→ **Assigned task**
Your response should reproduce every line of the entries that contains the word "bare".

(Records from a collection)
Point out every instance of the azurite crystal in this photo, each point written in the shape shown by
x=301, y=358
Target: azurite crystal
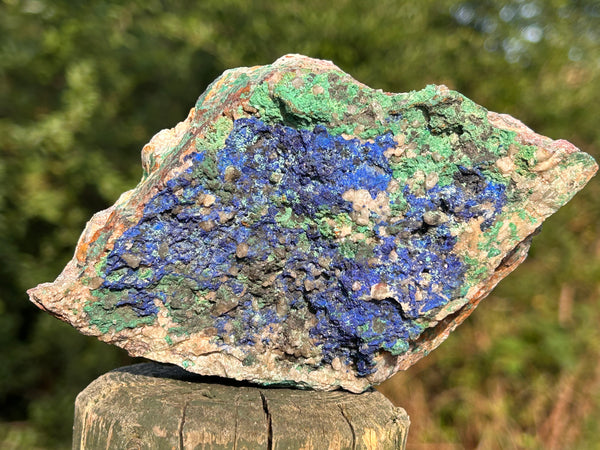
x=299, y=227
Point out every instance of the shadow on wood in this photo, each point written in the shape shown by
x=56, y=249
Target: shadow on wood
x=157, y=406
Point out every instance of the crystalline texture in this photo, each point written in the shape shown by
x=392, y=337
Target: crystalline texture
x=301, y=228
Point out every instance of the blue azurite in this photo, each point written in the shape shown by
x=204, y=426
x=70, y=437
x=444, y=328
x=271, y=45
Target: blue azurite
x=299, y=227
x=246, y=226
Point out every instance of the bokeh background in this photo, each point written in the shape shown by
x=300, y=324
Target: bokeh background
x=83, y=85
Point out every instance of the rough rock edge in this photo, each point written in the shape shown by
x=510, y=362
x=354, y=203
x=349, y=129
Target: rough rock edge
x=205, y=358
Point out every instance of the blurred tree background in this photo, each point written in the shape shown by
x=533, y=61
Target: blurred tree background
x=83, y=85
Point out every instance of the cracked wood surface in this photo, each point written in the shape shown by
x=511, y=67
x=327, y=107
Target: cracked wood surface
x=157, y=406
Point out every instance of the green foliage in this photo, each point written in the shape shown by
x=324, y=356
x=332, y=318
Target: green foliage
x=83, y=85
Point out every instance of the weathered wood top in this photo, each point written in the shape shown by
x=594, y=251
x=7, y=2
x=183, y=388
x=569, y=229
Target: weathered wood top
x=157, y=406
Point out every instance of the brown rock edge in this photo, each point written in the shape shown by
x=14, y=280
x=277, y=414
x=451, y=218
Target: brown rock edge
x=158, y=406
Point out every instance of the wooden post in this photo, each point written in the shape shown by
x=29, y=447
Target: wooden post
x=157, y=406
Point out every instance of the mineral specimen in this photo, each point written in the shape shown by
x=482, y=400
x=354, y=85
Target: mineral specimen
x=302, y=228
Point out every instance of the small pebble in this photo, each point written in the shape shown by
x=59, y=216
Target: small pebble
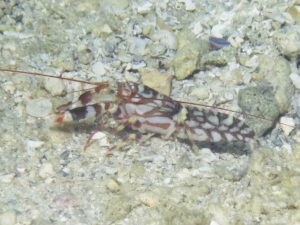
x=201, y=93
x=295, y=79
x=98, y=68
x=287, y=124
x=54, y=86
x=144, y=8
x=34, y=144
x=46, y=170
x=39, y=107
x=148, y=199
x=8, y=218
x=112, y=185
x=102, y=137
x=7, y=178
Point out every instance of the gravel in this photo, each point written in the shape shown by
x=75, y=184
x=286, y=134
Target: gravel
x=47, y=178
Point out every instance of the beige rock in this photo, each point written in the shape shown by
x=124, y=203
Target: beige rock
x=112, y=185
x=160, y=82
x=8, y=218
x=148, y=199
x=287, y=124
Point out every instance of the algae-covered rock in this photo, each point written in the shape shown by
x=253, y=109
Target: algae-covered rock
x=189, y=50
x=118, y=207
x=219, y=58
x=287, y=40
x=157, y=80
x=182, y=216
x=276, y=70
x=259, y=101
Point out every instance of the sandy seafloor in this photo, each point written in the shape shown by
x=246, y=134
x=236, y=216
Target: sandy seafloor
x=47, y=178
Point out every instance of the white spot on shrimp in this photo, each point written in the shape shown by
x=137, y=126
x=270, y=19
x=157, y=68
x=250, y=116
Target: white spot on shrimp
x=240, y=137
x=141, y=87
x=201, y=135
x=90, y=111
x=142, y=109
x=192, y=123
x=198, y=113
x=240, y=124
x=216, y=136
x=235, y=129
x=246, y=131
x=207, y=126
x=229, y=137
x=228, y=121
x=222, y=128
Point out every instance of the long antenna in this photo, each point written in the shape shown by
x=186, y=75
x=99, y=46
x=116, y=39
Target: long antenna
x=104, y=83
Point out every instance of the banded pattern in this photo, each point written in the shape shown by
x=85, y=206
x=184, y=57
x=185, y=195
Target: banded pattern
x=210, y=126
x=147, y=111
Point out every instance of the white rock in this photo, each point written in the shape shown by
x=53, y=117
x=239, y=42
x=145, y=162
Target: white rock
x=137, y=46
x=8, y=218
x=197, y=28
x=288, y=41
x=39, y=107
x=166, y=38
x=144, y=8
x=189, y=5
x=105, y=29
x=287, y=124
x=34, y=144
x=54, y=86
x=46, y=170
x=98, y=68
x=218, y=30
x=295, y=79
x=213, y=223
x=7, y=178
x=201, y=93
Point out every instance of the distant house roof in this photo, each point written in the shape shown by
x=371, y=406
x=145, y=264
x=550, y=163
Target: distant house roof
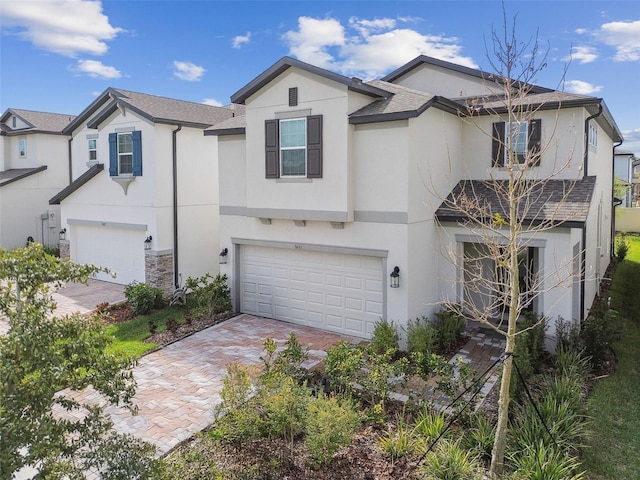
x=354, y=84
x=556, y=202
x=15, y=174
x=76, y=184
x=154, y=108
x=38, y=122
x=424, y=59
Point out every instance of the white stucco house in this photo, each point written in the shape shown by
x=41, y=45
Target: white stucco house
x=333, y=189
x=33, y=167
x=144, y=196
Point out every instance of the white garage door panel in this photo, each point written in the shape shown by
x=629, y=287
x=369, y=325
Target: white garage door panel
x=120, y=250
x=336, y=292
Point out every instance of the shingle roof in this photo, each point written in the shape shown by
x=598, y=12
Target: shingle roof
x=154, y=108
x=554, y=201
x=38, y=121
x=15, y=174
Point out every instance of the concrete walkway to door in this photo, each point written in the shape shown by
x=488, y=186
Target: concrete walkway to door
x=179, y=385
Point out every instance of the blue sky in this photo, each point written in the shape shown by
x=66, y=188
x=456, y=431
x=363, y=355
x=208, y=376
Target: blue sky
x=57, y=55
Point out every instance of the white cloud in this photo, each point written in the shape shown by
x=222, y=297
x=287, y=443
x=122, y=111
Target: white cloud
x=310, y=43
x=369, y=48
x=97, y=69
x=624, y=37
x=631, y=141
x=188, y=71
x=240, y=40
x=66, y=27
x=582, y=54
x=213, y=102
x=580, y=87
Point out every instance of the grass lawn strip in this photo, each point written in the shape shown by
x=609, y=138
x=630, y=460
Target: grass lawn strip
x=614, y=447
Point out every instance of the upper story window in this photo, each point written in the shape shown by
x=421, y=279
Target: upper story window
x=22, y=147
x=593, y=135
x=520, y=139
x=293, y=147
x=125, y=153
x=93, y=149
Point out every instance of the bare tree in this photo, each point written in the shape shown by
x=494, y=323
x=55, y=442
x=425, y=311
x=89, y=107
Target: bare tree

→ **Solution to the problem**
Point out every instance of the bare tree in this photo, each point written in the shape shown by
Target: bare tree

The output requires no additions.